WHAT TO WORK ON
• A. State whether each of the following statements agrees with the text on Spotify and podcasting, answering yes or no and quoting the deciding words of the text: (i) Spotify gives about 75% of its music streaming revenue to record labels; (ii) in 2019, U.S. podcast advertising revenue averaged about $500,000 per podcast; (iii) Matt Deegan expects all curatorial spots on Spotify to eventually go to Spotify originals.
• B. In the records, revise the lines from the line containing "For the evaluation set, locate every instance of the tinted" to the line containing "x=279 y=278", replacing "rear window" with "back window" and leaving everything else unchanged. Omit the pictures from your answer.

Why is that? Well, partly it has to do with Spotify’s business model. In music streaming, it has to give about 75% of its revenue straight to record labels. It’s only fair—labels and musicians produce the music. But this also explains why Spotify has never posted a net profit since becoming a public company.
Spotify’s solution has been to pivot more towards podcasts. On the whole, podcasts have a fixed cost that doesn’t increase in lockstep with the number of listeners. That’s why Spotify is hiring big names like Joe Rogan, Prince Harry, and Meghan Markle. The goal is to move toward a model similar to Netflix’s. With podcasts, Spotify can make money twice—through subscriptions and advertising.
But if it’s a good deal for Spotify, is it also a good deal for the millions of podcasters? The market is tough. Yes, advertising revenue is increasing, but not as quickly as the number of new podcasts. In 2019, U.S. podcast advertising revenue hit $708 million, averaging about $1.5 million per podcast. Now, total revenue has more than doubled to $1.5 billion, but with so many more podcasts, the average revenue per podcast has dropped to just $500,000.
Of course, in reality, very few podcasters are making anything close to that. Most of the value is concentrated at the top, while the long tail of small podcasts with small audiences barely makes any income at all. This puts a real premium on discoverability—how easy it is to find a show. It has also made Apple and Spotify into powerful gatekeepers.
There is a potential conflict of interest here. Both Apple and Spotify produce their own content. They have the opportunity and incentive to give their own shows preferential treatment. According to Matt Deegan, the creative director of Folder Media, which produces podcasts:
“Will the curatorial places on Spotify become more about Spotify originals than third-party content? I don’t think it’ll ever go 100%, but already about 20% of curatorial spots go to Spotify’s own content, even though Spotify doesn’t produce nearly 20% of the big podcasts out there.”
There’s also little stopping them from following the playbook of social media companies. A decade ago, brands and public figures were encouraged to build public profiles with the promise of reaching huge audiences. But over time, the algorithms were tweaked, so even those with a million followers might reach only 1% of their audience—unless they paid for better placement.
That is now the risk for podcasters: that success becomes a pay-to-play game. Spotify is already doing this in the music space, allowing artists to pay for promotion of their new releases.
This is why audio giants like the BBC and Luminary are building their own apps. They don’t want to be at the mercy of Apple and Spotify. There is a real contest for your ears, and the industry is turning up the volume.

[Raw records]

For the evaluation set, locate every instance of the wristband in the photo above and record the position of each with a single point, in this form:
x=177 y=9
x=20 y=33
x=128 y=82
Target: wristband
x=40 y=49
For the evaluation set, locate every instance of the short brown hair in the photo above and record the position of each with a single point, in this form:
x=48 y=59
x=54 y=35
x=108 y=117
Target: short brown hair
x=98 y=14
* * *
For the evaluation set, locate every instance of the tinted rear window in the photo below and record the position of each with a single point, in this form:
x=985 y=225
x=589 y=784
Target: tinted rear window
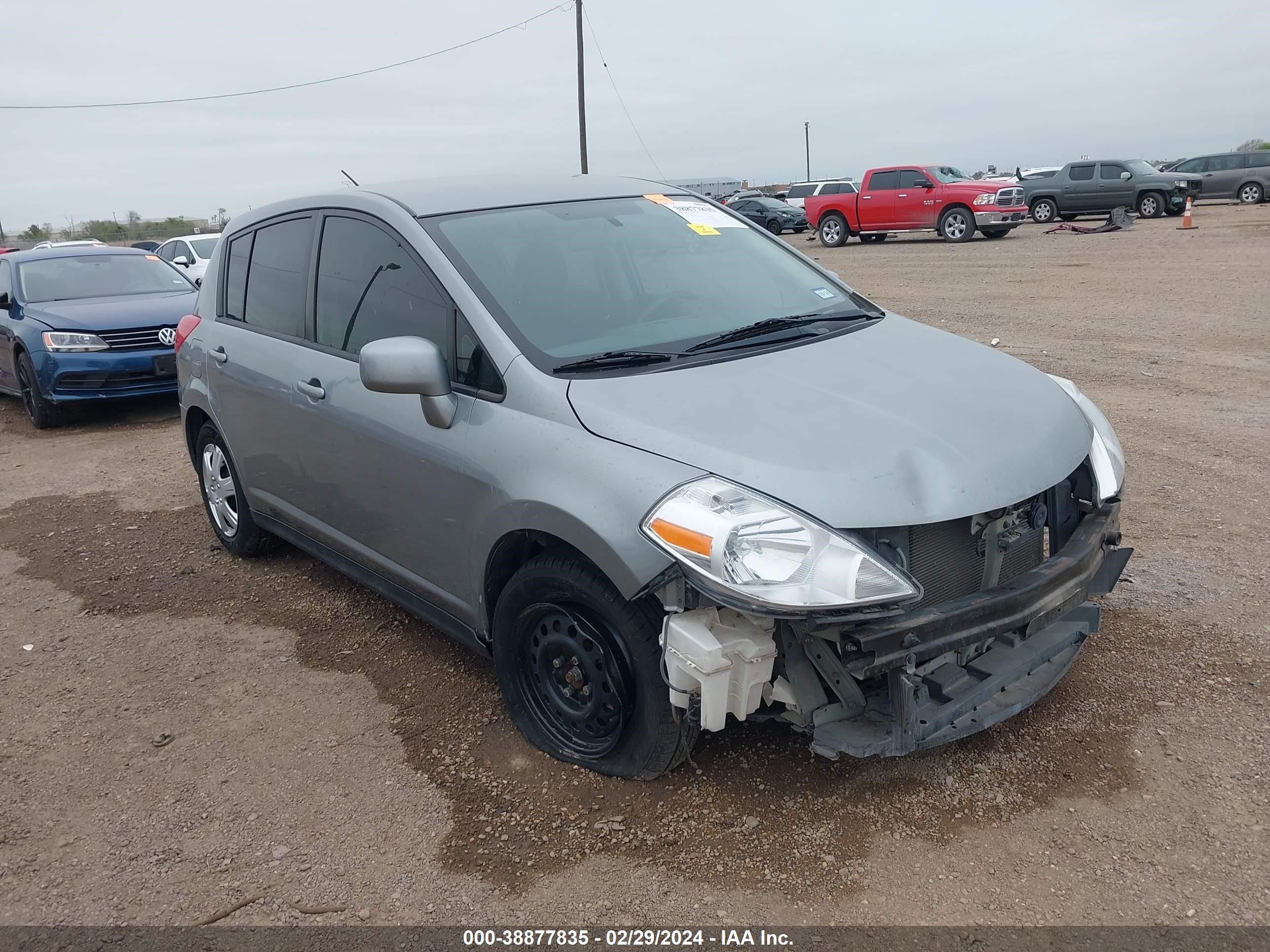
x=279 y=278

RESULTS OF THE TASKS
• A.
(i) Yes: "it has to give about 75% of its revenue straight to record labels"
(ii) No: "In 2019, U.S. podcast advertising revenue hit $708 million, averaging about $1.5 million per podcast."
(iii) No: "I don’t think it’ll ever go 100%"

• B.
For the evaluation set, locate every instance of the tinted back window in the photo below and record the position of each with a single point, in this form:
x=985 y=225
x=589 y=784
Target: tinted back window
x=279 y=278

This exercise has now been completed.